Natural language region descriptions
=-=-=
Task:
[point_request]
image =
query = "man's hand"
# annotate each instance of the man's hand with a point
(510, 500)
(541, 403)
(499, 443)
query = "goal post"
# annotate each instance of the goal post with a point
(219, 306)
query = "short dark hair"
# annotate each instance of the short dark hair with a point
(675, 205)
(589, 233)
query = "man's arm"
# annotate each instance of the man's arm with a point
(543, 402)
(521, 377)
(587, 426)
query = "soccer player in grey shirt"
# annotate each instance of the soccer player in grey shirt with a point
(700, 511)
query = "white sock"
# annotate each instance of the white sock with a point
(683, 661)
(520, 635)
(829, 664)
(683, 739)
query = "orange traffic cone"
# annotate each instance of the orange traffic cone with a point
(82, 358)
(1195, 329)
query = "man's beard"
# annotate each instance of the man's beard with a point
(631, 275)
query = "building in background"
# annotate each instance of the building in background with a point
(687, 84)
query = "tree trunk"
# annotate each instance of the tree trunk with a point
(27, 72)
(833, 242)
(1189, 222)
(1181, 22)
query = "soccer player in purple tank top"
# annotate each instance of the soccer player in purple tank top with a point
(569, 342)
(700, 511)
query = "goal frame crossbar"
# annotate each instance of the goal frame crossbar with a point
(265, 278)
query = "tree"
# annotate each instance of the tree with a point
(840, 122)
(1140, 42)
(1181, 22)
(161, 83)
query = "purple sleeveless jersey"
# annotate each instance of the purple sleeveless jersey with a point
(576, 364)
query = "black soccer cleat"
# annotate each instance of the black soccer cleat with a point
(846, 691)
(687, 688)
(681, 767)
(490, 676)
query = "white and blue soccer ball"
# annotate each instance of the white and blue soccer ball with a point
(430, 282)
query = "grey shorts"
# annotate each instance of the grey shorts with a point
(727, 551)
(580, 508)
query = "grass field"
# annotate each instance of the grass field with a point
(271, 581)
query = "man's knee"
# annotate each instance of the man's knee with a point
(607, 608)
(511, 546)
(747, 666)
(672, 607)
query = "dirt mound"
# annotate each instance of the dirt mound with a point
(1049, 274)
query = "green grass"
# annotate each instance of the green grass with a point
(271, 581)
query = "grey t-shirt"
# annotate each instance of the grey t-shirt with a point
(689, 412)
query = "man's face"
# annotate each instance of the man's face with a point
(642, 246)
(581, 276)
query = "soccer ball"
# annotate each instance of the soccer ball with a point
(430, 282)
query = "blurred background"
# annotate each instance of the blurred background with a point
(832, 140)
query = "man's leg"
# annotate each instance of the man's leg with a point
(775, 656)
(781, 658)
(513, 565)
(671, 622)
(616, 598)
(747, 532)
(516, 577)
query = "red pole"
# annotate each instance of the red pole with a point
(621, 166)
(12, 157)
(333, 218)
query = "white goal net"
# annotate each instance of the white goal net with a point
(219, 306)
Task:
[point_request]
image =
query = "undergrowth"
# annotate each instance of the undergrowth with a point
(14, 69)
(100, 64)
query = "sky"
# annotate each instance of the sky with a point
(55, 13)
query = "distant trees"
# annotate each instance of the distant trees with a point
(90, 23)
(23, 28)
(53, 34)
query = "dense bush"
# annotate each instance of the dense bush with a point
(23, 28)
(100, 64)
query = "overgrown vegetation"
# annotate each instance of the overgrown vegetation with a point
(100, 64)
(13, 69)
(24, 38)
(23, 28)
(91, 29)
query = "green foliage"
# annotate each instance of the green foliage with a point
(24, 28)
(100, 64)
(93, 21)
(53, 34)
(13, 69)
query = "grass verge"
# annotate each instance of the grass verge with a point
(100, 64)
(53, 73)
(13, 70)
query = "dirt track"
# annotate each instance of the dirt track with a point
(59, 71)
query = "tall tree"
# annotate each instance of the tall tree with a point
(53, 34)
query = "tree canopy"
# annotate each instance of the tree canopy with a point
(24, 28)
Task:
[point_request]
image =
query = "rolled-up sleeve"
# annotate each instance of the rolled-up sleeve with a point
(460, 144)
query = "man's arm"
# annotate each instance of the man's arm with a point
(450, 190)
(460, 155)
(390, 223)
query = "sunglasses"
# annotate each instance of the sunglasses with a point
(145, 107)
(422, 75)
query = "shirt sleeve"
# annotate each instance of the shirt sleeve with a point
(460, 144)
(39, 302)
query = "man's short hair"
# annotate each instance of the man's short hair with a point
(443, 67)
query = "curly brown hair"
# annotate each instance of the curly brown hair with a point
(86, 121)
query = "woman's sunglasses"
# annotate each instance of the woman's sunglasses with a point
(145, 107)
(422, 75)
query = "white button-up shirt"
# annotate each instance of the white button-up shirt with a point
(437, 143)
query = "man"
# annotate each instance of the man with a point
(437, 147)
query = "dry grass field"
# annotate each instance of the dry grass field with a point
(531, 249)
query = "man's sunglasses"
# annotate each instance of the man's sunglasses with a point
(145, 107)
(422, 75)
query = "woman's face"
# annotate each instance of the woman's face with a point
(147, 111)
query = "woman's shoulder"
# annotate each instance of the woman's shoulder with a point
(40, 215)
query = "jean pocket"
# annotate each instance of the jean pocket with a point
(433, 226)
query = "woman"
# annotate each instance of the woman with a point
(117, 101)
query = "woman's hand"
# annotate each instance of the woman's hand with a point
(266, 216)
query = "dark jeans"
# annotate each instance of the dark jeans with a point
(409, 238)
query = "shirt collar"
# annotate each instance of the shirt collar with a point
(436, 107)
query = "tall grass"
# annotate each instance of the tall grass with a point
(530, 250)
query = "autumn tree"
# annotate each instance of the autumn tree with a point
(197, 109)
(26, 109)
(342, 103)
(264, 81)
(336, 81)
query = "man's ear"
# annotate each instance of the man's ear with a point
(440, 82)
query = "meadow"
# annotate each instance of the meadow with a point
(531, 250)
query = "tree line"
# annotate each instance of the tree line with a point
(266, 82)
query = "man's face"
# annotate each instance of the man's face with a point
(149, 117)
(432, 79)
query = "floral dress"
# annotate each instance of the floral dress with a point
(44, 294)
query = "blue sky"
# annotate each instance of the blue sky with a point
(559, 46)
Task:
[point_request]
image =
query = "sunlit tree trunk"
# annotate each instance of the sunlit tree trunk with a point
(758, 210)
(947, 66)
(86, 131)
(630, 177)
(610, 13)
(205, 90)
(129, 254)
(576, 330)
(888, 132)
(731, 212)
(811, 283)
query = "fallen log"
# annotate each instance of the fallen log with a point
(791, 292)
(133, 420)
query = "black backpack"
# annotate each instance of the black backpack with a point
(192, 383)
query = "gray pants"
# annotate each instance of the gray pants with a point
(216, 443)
=-=-=
TASK PROMPT:
An exact transcription of all the records is needed.

EXERCISE ANSWER:
Task:
[point_request]
image =
query = "man's hand"
# annotate each instance of the man's hand with a point
(510, 500)
(541, 403)
(499, 443)
query = "goal post"
# annotate each instance of the goal post with a point
(219, 306)
query = "short dark hair"
# annotate each instance of the short dark hair with a point
(675, 205)
(589, 233)
query = "man's arm"
# annotate each instance of the man's arm with a point
(543, 402)
(521, 377)
(587, 426)
query = "soccer player in grey shirt"
# annotate each instance of the soccer player in grey shirt with a point
(700, 511)
query = "white sock"
# annotate each instance of the white sock with a point
(683, 661)
(520, 635)
(829, 664)
(683, 739)
query = "orange traffic cone"
# annotate each instance of the orange traffic cone with a point
(82, 358)
(1195, 329)
query = "man's beard"
# annotate each instance of the man's beard with a point
(631, 275)
query = "building in background"
# annotate each instance of the building in background with a point
(687, 84)
query = "tree trunk"
# annotate each instance of the tree trunk with a point
(27, 72)
(833, 242)
(1189, 222)
(1181, 22)
query = "soccer player in purple tank top"
# annotate each instance of the soccer player in purple tank top with a point
(569, 342)
(700, 511)
query = "goal frame crossbar"
# annotate each instance of the goal frame crossbar with a point
(265, 278)
query = "tree"
# annotate each instance of the tree with a point
(840, 122)
(1140, 42)
(1181, 22)
(161, 83)
query = "purple sleeveless jersey"
# annotate each instance of the purple sleeveless jersey with a point
(576, 364)
query = "black soccer cleat"
# annotate each instance of the black soccer cleat with a point
(846, 691)
(687, 688)
(681, 767)
(490, 676)
query = "white and blue soccer ball"
# annotate each instance of the white and blue soccer ball with a point
(430, 282)
query = "grey shorts"
# annotate each instance of the grey shorts with a point
(727, 551)
(580, 508)
query = "grass field"
# annotate each instance of the grass field with a point
(271, 581)
query = "man's knee"
# annotate each instance of the man's knee with a point
(607, 608)
(511, 546)
(747, 666)
(672, 607)
query = "dirt mound"
# annotate each instance of the dirt mound with a point
(1049, 274)
query = "green grass"
# annotate each instance of the green grass with a point
(271, 581)
query = "grey t-shirt"
# annotate each instance of the grey t-shirt with a point
(689, 412)
query = "man's face"
# annotate each instance of the man's face with a point
(642, 246)
(581, 276)
query = "soccer ball"
# annotate each instance of the soccer ball with a point
(430, 282)
query = "blurred background"
# annotate each instance of the blurred background with a point
(832, 140)
query = "man's leg"
# annotate each instance of the man's leg with a point
(775, 656)
(781, 658)
(513, 565)
(671, 622)
(616, 598)
(747, 532)
(516, 577)
query = "red pole"
# annotate each instance of the red pole with a point
(621, 166)
(12, 157)
(333, 218)
query = "white goal net"
# annotate each instance of the white goal net with a point
(219, 306)
Task:
[point_request]
image =
query = "undergrowth"
# annotate each instance of the undergrowth with a point
(14, 69)
(100, 64)
query = "sky"
# annotate each instance of the sky with a point
(55, 13)
query = "distant trees"
# annotate each instance of the distant trees with a point
(90, 23)
(23, 28)
(53, 34)
query = "dense bush"
# annotate each instance of the dense bush with a point
(23, 28)
(100, 64)
query = "overgrown vegetation"
# annotate each instance of the overgrown vegetation with a point
(100, 64)
(13, 69)
(24, 38)
(23, 28)
(91, 29)
query = "green foliage"
# annotate each instance of the green foliage with a point
(24, 28)
(100, 64)
(93, 21)
(53, 34)
(13, 69)
query = "grass verge"
# annotate each instance of the grass verge with a point
(100, 64)
(53, 73)
(13, 70)
query = "dirt track"
# annotate each instance of the dirt track with a point
(59, 71)
query = "tall tree"
# annotate each instance of the tall tree with a point
(53, 34)
query = "tree canopy"
# annotate each instance of the tree canopy with a point
(24, 28)
Task:
[point_request]
image =
query = "rolled-up sleeve"
# annotate each instance of the rolled-up sleeve with a point
(460, 144)
query = "man's arm"
# annotate each instance of the man's arm with a point
(450, 190)
(460, 155)
(390, 223)
query = "sunglasses"
# annotate each instance of the sunglasses with a point
(145, 107)
(422, 75)
query = "shirt sleeve"
# annotate each instance of the shirt sleeve with a point
(460, 144)
(39, 302)
query = "man's short hair"
# annotate each instance of the man's short hair with a point
(443, 67)
query = "curly brown hair"
# annotate each instance of the curly brown hair with a point
(86, 121)
query = "woman's sunglasses"
# annotate each instance of the woman's sunglasses with a point
(145, 107)
(422, 75)
query = "white button-up shirt"
# annotate each instance of the white button-up shirt with a point
(437, 143)
query = "man"
# annotate each instance of the man with a point
(437, 147)
query = "dry grass field"
# annotate each instance of the dry grass field with a point
(531, 249)
query = "man's sunglasses"
# annotate each instance of the man's sunglasses with a point
(145, 107)
(422, 75)
query = "woman's face"
# annotate each instance of the woman's face with a point
(147, 111)
query = "woman's shoulder"
# annotate each instance of the woman's shoulder with a point
(40, 215)
query = "jean pocket"
# annotate each instance of the jean pocket with a point
(433, 226)
query = "woman"
# annotate each instance of the woman with a point
(117, 101)
query = "woman's hand"
# annotate each instance of the woman's hand with a point
(266, 216)
query = "dark jeans"
# annotate each instance of the dark jeans with a point
(409, 238)
query = "shirt collar"
# annotate each instance of the shirt collar with a point
(436, 107)
query = "tall grass"
# annotate each instance of the tall grass with a point
(530, 250)
query = "autumn tree"
# annotate each instance of the autumn tree with a point
(197, 109)
(26, 109)
(342, 103)
(264, 81)
(336, 81)
query = "man's ear"
# annotate each instance of the man's ear with a point
(440, 82)
query = "meadow"
# annotate each instance of the meadow with a point
(531, 250)
query = "tree line"
# annotate each instance of the tree line with a point
(266, 82)
query = "man's face"
# annotate each instance of the man's face with a point
(149, 117)
(432, 79)
query = "floral dress"
# annotate each instance of the floral dress with a point
(44, 294)
query = "blue sky"
# annotate each instance of the blue sky with a point
(559, 46)
Task:
[point_request]
image =
query = "sunlit tree trunk"
# annotate each instance of the sunlit tree trunk with a point
(758, 210)
(947, 66)
(86, 131)
(630, 177)
(610, 13)
(205, 90)
(129, 254)
(576, 330)
(888, 132)
(731, 212)
(811, 283)
query = "fallen log"
# annotate each instance of the fallen log with a point
(791, 292)
(133, 420)
query = "black backpack"
# annotate each instance of the black backpack with a point
(192, 383)
query = "gray pants"
# annotate each instance of the gray pants with a point
(216, 443)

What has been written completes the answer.